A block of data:
********************

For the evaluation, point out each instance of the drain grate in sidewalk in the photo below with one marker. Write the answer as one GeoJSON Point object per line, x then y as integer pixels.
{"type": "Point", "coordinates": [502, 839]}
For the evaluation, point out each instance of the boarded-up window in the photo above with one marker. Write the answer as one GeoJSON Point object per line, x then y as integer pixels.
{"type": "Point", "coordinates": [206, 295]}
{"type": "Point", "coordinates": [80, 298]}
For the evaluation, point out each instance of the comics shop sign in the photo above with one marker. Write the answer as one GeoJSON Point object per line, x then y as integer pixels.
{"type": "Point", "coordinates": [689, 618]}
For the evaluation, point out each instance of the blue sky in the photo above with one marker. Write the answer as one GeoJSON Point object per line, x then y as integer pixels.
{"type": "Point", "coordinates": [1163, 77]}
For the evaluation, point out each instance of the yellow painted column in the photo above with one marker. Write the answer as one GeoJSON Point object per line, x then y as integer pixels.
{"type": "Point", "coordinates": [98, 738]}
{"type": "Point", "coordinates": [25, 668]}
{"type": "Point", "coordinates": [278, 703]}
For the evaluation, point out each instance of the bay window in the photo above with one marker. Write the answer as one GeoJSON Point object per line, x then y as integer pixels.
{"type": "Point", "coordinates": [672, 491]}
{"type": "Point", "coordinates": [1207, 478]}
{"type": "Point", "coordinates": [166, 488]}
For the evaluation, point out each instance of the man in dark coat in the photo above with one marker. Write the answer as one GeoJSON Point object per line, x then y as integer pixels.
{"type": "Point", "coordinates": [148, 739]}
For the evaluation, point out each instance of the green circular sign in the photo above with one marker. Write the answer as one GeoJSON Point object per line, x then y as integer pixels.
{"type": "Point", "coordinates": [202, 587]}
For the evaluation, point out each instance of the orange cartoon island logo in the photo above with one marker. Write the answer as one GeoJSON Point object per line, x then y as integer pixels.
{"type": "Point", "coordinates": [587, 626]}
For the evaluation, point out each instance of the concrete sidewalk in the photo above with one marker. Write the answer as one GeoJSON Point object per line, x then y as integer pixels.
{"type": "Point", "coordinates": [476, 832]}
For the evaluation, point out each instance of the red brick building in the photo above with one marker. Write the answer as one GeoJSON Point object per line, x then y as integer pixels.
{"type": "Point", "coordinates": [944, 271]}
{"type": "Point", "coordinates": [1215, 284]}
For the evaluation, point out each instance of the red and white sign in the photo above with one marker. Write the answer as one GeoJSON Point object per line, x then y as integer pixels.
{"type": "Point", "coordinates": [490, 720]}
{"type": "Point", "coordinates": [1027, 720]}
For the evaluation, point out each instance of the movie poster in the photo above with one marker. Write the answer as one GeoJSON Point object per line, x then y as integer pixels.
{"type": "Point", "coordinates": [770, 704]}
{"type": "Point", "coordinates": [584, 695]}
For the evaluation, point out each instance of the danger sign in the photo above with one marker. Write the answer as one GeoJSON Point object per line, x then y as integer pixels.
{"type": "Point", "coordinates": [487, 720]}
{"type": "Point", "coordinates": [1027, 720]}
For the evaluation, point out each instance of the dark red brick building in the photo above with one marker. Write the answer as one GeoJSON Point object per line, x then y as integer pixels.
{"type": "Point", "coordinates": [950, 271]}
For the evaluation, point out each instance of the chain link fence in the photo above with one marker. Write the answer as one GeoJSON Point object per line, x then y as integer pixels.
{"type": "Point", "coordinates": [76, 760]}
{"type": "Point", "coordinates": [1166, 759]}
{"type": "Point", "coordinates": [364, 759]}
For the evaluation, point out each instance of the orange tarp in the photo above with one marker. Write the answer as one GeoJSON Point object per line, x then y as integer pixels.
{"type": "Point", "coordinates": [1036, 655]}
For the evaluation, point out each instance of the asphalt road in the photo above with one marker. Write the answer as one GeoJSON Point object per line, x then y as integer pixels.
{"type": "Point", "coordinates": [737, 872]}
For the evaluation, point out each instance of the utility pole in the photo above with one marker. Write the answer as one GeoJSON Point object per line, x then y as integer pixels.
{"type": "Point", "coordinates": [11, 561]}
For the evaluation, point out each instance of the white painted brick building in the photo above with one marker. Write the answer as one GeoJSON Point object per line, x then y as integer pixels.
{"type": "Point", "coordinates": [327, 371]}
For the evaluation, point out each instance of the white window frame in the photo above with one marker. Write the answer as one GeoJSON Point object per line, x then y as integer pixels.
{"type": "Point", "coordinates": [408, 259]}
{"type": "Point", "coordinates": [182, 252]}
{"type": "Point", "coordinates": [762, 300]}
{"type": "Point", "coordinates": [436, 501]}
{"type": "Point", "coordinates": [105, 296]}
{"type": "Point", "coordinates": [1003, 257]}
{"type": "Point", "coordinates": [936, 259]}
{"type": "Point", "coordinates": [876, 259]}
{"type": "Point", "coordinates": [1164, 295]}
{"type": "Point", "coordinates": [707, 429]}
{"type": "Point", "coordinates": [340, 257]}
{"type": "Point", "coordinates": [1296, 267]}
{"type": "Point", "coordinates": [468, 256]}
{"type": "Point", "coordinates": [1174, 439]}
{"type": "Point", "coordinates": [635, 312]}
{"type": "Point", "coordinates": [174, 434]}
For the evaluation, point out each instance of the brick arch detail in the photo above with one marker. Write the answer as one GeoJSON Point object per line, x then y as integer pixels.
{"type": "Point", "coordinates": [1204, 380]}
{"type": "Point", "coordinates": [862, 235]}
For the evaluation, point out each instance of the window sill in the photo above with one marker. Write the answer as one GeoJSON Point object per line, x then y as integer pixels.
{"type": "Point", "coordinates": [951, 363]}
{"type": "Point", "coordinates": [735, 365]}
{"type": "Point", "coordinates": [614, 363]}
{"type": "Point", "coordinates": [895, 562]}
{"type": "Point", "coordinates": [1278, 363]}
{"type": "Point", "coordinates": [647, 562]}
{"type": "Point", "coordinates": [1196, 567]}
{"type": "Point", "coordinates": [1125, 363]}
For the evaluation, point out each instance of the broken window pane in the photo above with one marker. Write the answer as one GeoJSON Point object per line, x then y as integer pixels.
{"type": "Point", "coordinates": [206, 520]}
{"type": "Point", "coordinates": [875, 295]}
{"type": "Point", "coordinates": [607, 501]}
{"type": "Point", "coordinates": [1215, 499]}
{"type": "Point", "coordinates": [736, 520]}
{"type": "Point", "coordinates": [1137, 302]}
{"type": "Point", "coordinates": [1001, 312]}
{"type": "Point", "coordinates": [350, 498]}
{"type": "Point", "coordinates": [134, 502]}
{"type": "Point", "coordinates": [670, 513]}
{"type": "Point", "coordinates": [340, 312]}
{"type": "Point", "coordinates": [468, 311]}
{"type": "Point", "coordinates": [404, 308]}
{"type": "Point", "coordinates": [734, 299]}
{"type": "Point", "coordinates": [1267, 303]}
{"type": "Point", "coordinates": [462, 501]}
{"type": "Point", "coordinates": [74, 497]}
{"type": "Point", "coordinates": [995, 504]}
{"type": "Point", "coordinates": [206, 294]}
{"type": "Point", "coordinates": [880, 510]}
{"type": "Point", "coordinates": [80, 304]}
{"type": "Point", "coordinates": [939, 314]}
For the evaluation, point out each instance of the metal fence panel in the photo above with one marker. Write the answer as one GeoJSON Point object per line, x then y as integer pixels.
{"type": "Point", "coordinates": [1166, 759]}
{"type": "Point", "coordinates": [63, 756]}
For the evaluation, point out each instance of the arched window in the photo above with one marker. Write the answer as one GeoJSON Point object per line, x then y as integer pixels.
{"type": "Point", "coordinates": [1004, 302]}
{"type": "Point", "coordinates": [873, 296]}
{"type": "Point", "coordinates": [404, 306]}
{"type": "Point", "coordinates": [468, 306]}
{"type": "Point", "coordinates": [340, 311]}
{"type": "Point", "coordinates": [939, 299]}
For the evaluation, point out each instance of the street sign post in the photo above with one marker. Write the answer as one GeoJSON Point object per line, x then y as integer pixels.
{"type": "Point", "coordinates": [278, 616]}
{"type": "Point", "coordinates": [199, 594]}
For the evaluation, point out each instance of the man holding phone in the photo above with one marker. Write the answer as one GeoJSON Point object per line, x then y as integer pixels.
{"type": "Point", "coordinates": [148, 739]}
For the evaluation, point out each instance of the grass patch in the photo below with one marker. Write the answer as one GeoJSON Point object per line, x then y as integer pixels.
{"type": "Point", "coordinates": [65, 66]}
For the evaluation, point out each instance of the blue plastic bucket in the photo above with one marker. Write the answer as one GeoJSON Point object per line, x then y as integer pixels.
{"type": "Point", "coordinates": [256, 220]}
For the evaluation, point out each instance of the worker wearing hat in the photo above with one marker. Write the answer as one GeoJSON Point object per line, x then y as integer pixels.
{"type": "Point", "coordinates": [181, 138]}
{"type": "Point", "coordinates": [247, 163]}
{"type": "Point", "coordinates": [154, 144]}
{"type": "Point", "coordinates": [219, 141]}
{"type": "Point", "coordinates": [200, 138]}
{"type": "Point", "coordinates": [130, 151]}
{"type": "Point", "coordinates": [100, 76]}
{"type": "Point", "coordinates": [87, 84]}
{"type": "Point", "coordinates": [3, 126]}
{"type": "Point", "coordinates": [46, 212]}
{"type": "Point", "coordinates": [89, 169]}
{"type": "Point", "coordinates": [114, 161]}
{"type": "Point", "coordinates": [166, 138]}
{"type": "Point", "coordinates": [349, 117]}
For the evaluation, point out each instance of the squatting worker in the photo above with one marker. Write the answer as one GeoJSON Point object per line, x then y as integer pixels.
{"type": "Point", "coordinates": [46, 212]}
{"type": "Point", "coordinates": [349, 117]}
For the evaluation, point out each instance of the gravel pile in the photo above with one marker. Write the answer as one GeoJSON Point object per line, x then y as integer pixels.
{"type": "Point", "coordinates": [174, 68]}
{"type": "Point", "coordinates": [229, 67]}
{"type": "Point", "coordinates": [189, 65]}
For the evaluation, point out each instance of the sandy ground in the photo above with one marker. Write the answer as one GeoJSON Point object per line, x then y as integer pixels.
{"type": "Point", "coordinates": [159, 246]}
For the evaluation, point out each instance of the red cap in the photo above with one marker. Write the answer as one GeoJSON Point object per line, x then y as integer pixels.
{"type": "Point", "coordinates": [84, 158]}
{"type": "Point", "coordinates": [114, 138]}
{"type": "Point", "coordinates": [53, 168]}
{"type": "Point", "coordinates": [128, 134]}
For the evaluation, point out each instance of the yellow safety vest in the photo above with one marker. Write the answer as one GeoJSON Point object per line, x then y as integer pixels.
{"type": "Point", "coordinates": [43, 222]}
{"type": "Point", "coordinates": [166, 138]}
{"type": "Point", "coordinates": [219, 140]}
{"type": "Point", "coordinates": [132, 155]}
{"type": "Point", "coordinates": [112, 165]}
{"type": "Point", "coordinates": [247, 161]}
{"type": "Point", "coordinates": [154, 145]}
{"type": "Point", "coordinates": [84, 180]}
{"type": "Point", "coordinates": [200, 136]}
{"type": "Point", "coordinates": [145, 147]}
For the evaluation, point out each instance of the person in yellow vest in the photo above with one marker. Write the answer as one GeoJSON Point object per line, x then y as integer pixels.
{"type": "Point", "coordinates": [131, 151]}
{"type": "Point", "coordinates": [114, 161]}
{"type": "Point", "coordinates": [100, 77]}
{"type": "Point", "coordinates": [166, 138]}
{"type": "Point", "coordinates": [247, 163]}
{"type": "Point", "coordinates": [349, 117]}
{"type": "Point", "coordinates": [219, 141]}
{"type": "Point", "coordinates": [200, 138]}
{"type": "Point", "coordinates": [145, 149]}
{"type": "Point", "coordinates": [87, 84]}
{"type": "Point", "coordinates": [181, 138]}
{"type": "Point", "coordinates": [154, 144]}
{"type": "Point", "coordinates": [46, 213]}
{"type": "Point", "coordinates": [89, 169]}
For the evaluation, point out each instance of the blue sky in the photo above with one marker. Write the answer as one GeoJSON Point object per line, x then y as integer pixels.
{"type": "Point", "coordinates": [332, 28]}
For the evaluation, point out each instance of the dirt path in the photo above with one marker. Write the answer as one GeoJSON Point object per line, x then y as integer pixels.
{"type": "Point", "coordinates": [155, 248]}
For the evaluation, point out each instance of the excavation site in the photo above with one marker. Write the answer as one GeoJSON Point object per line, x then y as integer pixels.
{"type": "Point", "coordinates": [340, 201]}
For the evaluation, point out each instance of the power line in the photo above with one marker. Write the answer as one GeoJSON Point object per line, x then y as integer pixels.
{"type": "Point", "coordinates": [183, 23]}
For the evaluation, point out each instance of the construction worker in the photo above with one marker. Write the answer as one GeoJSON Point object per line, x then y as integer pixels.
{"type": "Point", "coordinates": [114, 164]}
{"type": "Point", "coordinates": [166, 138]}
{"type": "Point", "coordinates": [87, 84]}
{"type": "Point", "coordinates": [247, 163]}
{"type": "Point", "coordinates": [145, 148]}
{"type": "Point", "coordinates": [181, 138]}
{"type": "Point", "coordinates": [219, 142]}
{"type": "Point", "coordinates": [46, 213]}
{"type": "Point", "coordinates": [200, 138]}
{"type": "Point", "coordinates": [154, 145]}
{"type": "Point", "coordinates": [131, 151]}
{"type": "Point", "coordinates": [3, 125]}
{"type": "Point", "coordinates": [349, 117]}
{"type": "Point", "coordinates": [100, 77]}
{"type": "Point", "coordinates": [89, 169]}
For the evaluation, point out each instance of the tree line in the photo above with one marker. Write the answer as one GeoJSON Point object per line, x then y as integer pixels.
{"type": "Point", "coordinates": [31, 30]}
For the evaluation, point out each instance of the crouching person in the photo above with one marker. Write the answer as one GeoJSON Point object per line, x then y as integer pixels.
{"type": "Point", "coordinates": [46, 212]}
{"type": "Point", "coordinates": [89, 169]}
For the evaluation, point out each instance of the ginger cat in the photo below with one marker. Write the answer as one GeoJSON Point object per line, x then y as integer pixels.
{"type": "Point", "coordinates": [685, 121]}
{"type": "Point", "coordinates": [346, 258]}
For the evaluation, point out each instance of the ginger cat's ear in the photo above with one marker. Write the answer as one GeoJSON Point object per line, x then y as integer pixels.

********************

Only the lines from the one that contains "For the evaluation, point out each instance of the tree" through the last line should be repeated, each exactly as it stands, with both ends included.

For the evaluation, point out each instance of the tree line in the photo above with one marker. Write the answer as one GeoJSON Point object per line, x then y as integer pixels.
{"type": "Point", "coordinates": [31, 30]}
For the evaluation, point out each instance of the crouching person in the photo above with one marker. Write the answer as one GeoJSON Point object per line, x then y as integer pixels.
{"type": "Point", "coordinates": [46, 212]}
{"type": "Point", "coordinates": [89, 169]}
For the evaluation, point out each instance of the ginger cat in the photo below with one marker. Write the answer as one GeoJSON Point object per line, x then y as integer pixels.
{"type": "Point", "coordinates": [685, 121]}
{"type": "Point", "coordinates": [346, 258]}
For the evaluation, point out each instance of the ginger cat's ear in the photo above with one marker. Write the answer as one GeoJSON Point object per line, x then y as integer pixels.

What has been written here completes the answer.